I remember an episode of the old television show M*A*S*H where BJ got his hands on a mystery novel. Being in the middle of Korea, just miles from the front, novels were a rarity at the surgical hospital. Everyone couldn't wait to get their hands on the book and enjoy a good, old-fashioned whodunit. There was only one problem: turned out that the last page of the novel was missing. The last page was where the detective announced the killer. After reading the book, everyone was left hanging. They didn't get the satisfaction of a good ending.
In some ways, that is how I feel at the end of the book of Mark. Most scholars agree that only the first 8 verses of chapter 16 actually came from the book of Mark. They speculate that Mark must have written more. After all, the 8 verses seem a strange place to stop (especially in light of the other Gospels). The ending was so jarring that most likely some scribe later added verses 9-20 to try to give the book a proper ending. But all that snake handling, drinking poison stuff tells us that this was most likely a human creation. None of those things are paralleled anywhere else in Scripture.
So Mark 16 leaves us hanging. But I wonder of in this case that isn't a good place to be. I sort of like the ending that verse 8 gives us. If we didn't have Matthew, Luke, and John it might not be a good ending. But since we do have those Gospels to fill in the story, I like it. Verse 8 tells us that trembling and astonishment had seized the women who came to Jesus' tomb and that they were afraid.
We are not like the women. We have become so used to the story of the resurrection that we no longer have trembling and astonishment when we hear the story. But maybe we should. What kind of man is this that He rises from the dead? How can it be that someone can come back to life after three days? The women were afraid because they wanted to know what had been done to their friend. But they were also afraid because this was a new event in history. God is doing things that He has never done before. I think that some how the women had a sense that everything would be different because Jesus was alive.
In the New Testament, the resurrection changes everything. In Acts, the Apostles preach the resurrection as much as they preach the cross. They knew that the resurrection of Jesus from the dead ushered in a new era of history. It meant that God had a new way of dealing with people. It was astonishing to them. And it should still be astonishing to us today.

§ SOURCE INFORMATION

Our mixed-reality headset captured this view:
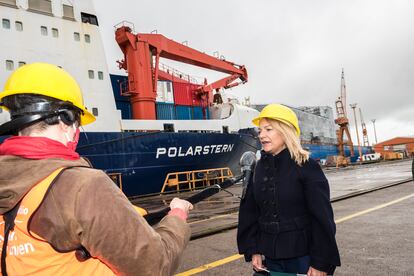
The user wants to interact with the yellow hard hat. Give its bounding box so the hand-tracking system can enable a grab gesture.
[0,63,96,125]
[252,104,300,136]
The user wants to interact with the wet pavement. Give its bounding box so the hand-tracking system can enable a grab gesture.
[177,178,414,276]
[133,160,414,238]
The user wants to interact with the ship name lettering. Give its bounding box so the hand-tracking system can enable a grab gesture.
[194,146,203,155]
[168,147,177,157]
[178,147,185,157]
[155,144,234,159]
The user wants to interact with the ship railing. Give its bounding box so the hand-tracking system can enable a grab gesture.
[161,167,233,194]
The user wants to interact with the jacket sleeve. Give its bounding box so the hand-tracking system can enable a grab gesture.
[301,159,341,273]
[237,174,259,262]
[45,169,190,275]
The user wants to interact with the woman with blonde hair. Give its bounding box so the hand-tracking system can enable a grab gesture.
[237,104,340,276]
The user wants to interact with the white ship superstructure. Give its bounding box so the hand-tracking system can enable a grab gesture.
[0,0,257,132]
[0,0,121,131]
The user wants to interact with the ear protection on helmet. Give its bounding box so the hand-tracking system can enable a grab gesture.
[57,109,76,126]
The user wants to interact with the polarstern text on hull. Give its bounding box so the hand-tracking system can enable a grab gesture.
[155,144,234,158]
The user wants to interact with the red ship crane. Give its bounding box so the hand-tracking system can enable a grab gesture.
[115,26,248,120]
[335,68,354,162]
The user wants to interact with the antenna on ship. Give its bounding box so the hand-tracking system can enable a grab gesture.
[349,103,362,163]
[335,68,354,167]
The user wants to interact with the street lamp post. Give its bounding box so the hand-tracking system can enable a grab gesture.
[349,103,362,164]
[371,119,378,144]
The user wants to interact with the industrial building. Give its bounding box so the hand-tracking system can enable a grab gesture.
[373,137,414,157]
[251,104,338,145]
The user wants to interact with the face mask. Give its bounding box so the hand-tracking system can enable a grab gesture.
[65,125,80,151]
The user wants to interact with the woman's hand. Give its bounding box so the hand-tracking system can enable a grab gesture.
[306,267,327,276]
[252,254,264,271]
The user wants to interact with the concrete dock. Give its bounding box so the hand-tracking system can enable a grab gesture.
[173,160,414,275]
[134,160,411,238]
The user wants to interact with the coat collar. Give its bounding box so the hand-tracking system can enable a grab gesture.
[261,148,291,166]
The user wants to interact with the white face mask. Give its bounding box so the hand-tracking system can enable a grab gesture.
[63,124,76,143]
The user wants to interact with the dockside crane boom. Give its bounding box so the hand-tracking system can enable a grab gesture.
[115,26,248,119]
[359,108,369,147]
[335,68,354,162]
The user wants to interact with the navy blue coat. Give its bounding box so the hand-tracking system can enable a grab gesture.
[237,149,340,273]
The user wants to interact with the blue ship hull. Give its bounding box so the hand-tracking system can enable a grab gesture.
[77,129,260,197]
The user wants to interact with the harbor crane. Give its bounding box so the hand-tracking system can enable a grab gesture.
[335,68,354,166]
[115,23,248,120]
[359,108,369,147]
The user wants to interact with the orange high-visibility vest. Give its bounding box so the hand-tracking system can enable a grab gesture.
[0,168,115,276]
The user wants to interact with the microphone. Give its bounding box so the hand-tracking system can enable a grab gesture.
[239,151,256,199]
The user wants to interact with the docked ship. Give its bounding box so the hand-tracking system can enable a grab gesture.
[0,0,260,197]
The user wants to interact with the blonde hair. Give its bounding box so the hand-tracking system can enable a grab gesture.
[266,118,309,166]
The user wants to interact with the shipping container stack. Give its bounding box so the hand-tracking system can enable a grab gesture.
[111,75,210,120]
[156,81,176,120]
[157,81,209,120]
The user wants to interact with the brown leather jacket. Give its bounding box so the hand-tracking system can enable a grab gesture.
[0,156,190,275]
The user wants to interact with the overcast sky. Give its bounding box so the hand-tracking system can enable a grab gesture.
[94,0,414,142]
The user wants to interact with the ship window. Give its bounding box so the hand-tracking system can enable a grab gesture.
[15,21,23,32]
[63,5,75,20]
[2,18,10,29]
[29,0,52,14]
[81,12,98,26]
[167,82,171,93]
[73,33,80,41]
[6,60,14,71]
[52,28,59,37]
[40,26,47,35]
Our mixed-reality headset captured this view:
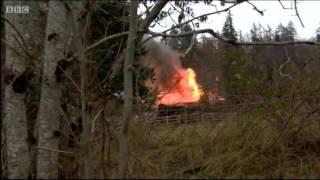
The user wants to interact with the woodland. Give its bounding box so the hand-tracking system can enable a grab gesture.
[1,0,320,179]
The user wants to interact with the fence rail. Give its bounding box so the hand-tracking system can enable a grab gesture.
[152,112,230,125]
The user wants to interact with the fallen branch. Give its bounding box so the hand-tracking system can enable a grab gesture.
[143,29,320,46]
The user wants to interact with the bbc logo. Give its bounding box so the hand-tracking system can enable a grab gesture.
[6,6,29,14]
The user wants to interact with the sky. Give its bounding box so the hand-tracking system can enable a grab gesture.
[145,0,320,39]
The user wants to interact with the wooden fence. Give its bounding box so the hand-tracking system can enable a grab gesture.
[152,112,226,125]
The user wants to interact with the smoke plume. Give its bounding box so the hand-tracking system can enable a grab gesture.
[143,36,182,90]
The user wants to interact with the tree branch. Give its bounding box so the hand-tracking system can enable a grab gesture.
[140,0,169,30]
[143,29,320,46]
[279,48,292,79]
[246,1,265,16]
[162,1,244,33]
[294,0,304,27]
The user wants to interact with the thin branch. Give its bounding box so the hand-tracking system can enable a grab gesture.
[35,146,75,156]
[162,1,244,33]
[140,0,169,30]
[279,48,292,79]
[278,0,291,9]
[85,31,129,53]
[182,33,197,58]
[143,29,320,46]
[294,0,304,27]
[246,1,265,16]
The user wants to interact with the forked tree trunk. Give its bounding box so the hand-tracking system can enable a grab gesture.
[37,1,68,179]
[119,1,139,179]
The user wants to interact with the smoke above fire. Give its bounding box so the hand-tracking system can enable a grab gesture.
[143,36,203,105]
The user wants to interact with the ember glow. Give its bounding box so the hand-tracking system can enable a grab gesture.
[159,68,204,105]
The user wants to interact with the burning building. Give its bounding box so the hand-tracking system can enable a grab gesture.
[143,35,224,123]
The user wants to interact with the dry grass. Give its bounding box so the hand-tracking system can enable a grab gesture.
[119,109,320,178]
[60,104,320,178]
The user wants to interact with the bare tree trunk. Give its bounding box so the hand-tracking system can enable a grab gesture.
[37,1,67,179]
[2,1,44,178]
[69,1,95,179]
[119,1,139,179]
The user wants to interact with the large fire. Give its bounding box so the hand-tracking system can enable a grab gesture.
[159,68,204,105]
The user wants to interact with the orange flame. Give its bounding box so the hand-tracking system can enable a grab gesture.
[159,68,204,105]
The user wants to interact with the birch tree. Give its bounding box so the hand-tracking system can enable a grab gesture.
[119,1,139,179]
[2,1,45,179]
[37,1,68,179]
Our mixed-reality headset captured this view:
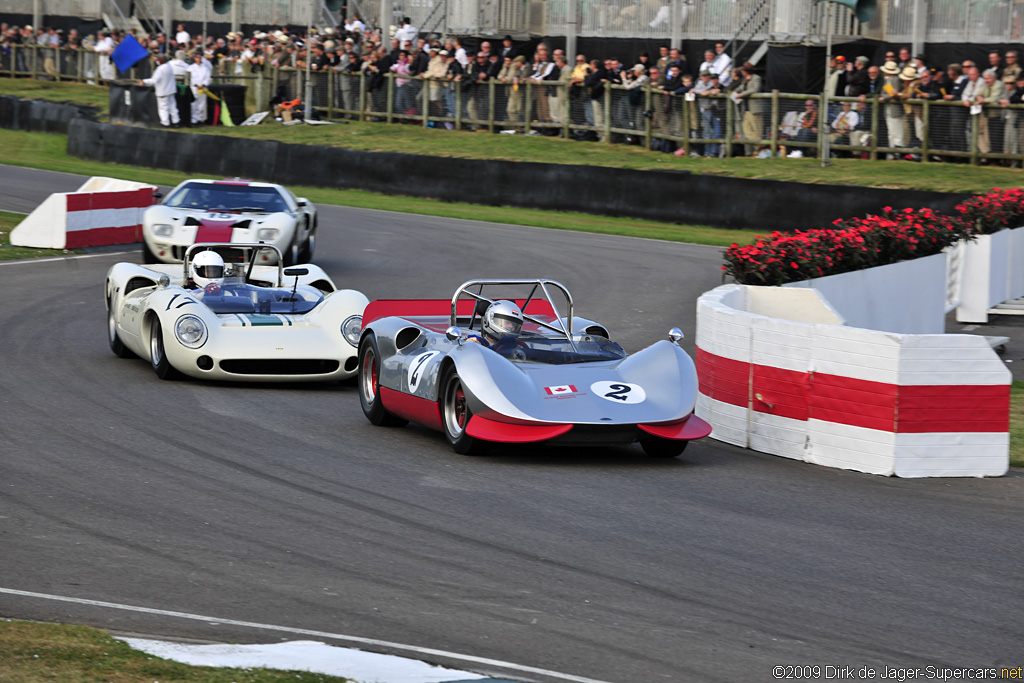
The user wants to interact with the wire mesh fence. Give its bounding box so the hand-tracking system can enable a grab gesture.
[6,46,1024,166]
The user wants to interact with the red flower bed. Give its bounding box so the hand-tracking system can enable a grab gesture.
[722,207,974,285]
[956,187,1024,234]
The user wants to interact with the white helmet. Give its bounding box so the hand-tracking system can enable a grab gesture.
[481,301,522,341]
[190,251,224,287]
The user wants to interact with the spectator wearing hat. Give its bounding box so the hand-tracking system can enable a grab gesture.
[908,69,942,146]
[999,50,1022,90]
[735,61,766,157]
[971,69,1007,155]
[999,72,1024,160]
[623,62,650,130]
[440,50,465,122]
[879,61,916,152]
[498,36,518,60]
[843,56,870,97]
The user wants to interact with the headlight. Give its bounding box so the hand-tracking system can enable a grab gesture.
[174,315,207,348]
[341,315,362,347]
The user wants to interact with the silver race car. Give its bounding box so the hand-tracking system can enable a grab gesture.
[104,243,368,382]
[142,178,316,265]
[358,280,711,458]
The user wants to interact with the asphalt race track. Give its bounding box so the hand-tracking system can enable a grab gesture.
[0,167,1024,683]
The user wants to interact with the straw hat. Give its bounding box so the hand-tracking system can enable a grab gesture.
[882,61,899,76]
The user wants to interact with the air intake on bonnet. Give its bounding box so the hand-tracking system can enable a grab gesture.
[220,358,340,375]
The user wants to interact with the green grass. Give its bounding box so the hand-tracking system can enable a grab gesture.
[0,621,351,683]
[1010,382,1024,467]
[0,130,758,258]
[0,78,110,117]
[0,78,1024,194]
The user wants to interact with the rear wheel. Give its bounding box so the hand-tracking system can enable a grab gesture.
[640,436,689,458]
[150,317,181,380]
[440,366,487,456]
[302,220,317,263]
[357,333,408,427]
[142,240,160,263]
[106,298,132,358]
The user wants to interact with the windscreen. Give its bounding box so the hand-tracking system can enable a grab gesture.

§ EXERCISE GOAL
In the text on the ending of Mark, rewrite the part that opens with the words containing "In the New Testament, the" and closes with "to us today.", replacing "Apostles" with "disciples".

§ REPLY
In the New Testament, the resurrection changes everything. In Acts, the disciples preach the resurrection as much as they preach the cross. They knew that the resurrection of Jesus from the dead ushered in a new era of history. It meant that God had a new way of dealing with people. It was astonishing to them. And it should still be astonishing to us today.